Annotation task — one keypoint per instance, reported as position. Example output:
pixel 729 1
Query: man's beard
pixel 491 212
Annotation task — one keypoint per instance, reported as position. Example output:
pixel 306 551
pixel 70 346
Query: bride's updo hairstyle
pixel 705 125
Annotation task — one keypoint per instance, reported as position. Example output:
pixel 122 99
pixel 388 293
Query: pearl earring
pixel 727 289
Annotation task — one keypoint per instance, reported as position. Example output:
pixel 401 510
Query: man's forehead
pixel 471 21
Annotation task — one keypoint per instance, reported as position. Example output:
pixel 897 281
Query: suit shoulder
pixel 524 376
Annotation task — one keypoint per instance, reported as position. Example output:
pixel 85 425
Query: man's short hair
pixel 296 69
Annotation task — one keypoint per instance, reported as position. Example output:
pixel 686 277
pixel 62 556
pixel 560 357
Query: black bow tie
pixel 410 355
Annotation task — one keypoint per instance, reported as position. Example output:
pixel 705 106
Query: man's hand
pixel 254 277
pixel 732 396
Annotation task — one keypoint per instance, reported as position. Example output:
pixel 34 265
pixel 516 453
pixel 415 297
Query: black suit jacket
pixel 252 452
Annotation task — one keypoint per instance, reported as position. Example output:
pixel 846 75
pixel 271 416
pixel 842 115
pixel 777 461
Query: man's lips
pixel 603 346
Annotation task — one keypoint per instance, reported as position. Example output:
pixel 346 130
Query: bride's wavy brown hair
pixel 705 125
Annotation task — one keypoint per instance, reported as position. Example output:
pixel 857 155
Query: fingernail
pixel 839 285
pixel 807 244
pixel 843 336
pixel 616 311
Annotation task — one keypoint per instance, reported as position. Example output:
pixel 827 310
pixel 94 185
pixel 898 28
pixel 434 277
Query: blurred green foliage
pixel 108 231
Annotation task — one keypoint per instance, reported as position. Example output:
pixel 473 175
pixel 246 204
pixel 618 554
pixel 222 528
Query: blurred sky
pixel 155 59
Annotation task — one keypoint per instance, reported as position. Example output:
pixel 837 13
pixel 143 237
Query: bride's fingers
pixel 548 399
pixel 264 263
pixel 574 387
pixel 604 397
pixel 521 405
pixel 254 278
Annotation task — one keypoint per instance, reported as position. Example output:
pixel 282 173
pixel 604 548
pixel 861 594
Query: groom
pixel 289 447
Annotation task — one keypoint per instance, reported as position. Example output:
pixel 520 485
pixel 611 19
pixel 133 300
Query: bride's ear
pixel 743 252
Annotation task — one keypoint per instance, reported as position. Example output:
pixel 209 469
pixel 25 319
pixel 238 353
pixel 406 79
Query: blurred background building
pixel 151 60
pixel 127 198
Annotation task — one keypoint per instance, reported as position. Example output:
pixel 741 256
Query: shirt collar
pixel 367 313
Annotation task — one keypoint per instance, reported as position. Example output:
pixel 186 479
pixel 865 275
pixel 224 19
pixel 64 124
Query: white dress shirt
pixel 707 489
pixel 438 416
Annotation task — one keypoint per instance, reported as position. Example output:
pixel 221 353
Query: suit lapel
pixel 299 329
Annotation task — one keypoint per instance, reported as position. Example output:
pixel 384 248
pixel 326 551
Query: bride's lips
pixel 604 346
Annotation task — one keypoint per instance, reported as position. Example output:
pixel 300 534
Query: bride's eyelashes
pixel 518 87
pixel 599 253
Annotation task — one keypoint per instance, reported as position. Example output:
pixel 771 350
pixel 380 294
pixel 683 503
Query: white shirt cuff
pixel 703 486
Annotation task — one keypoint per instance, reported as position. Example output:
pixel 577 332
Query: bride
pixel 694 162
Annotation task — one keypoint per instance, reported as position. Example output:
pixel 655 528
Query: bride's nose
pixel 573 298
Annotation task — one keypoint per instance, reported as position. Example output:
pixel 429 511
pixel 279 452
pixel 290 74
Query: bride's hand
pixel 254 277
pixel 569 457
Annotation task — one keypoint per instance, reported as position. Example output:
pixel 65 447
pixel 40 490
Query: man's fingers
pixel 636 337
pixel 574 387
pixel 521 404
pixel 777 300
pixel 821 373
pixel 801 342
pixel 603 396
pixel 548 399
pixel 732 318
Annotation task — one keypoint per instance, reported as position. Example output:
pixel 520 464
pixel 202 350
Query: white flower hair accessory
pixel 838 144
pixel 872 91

* [Your instructions]:
Extract each line above that contains the string "bride". The match is case-sensitive.

* [Task solution]:
Query: bride's updo hairstyle
Query: bride's wavy brown hair
Query: bride's fingers
Query: bride's ear
Query: bride's lips
Query: bride's eyelashes
Query: bride
Query: bride's nose
Query: bride's hand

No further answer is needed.